**** 提供的摘录

1.概述

　　最近在和人交流时谈到数据相似度和数据共性问题，而刚好在业务层面有类似的需求，今天和大家分享这类问题的解决思路，分享目录如下所示：

业务背景
编码实践
预览截图

　　下面开始今天的内容分享。

2.业务背景

　　目前有这样一个背景，在一大堆数据中，里面存放着图片的相关信息，如下图所示：

　　上图只是给大家列举的一个示例数据格式，第一列表示自身图片，第二、第三……等列表示与第一列相关联的图片信息。那么我们从这堆数据中如何找出他们拥有相同图片信息的图片。

2.1 实现思路

　　那么，我们在明确了上述需求后，下面我们来分析它的实现思路。首先，我们通过上图所要实现的目标结果，其最终计算结果如下所示：

pic_001pic_002 pic_003,pic_004,pic_005 
pic_001pic_003 pic_002,pic_005 
pic_001pic_004 pic_002,pic_005 
pic_001pic_005 pic_002,pic_003,pic_004 
......

　　结果如上所示，找出两两图片之间的共性图片，结果未列完整，只是列举了部分，具体结果大家可以参考截图预览的相关信息。

　　下面给大家介绍解决思路，通过观察数据，我们可以发现在上述数据当中，我们要计算图片两两的共性图片，可以从关联图片入手，在关联图片中我们可以找到共性图片的关联信息，比如：我们要计算pic001pic002图片的共性图片，我们可以在关联图片中找到两者（pic001pic002组合）后对应的自身图片（key），最后在将所有的key求并集即为两者的共性图片信息，具体信息如下图所示：

　　通过上图，我们可以知道具体的实现思路，步骤如下所示：

第一步：拆分数据，关联数据两两组合作为Key输出。
第二步：将相同Key分组，然后求并集得到计算结果。

********

挑战 1:
摘录里的分享目录有哪几项？请全部列出。
挑战 2:
按照摘录的说明，示例数据格式中的第一列代表什么？

**** 所列条目

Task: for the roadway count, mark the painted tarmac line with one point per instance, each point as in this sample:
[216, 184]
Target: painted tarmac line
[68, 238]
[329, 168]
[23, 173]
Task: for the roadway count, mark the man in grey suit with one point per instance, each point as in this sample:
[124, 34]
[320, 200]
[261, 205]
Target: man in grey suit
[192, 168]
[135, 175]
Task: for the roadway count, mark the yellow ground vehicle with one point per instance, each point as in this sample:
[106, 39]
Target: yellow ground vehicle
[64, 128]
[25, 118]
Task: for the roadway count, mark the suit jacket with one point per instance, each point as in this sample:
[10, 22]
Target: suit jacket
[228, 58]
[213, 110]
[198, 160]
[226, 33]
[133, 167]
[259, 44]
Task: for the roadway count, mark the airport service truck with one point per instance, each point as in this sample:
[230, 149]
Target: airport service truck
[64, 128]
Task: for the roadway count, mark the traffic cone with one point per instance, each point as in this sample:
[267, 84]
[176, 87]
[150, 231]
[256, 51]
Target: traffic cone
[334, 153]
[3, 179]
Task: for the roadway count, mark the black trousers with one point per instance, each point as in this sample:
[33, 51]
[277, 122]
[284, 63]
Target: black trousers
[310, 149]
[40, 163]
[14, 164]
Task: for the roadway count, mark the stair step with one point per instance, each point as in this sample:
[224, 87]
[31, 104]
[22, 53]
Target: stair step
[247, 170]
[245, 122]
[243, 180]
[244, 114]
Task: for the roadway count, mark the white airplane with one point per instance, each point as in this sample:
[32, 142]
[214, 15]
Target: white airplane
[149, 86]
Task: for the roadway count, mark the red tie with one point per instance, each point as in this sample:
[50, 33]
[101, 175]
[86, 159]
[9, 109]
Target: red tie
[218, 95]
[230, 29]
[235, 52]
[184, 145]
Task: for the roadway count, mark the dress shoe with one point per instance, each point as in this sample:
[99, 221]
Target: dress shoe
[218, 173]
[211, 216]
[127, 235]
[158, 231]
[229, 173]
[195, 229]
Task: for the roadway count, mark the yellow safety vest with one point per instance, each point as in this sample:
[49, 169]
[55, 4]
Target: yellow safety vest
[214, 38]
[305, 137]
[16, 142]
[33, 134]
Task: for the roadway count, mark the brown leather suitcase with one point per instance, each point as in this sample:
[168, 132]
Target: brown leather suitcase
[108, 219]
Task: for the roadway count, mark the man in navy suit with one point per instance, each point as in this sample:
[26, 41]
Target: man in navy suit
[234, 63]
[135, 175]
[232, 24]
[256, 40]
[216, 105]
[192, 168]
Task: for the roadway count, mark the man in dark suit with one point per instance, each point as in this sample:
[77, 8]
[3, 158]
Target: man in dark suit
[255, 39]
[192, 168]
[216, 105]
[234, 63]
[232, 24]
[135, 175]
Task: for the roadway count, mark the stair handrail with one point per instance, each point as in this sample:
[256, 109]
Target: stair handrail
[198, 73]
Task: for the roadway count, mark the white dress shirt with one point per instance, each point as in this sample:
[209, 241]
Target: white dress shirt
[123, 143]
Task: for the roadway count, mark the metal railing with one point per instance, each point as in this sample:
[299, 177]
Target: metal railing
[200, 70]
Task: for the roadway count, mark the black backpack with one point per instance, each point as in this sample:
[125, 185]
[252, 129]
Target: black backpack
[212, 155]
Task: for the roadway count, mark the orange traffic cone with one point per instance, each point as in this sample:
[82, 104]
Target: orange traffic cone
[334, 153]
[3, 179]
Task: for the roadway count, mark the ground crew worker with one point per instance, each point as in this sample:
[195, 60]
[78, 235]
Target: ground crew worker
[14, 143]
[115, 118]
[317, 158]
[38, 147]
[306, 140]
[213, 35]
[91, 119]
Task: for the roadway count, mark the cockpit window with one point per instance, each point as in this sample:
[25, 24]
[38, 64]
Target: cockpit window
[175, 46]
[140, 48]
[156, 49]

********

完整输出 1:
业务背景、编码实践、预览截图

完整输出 2:
第一列代表自身图片。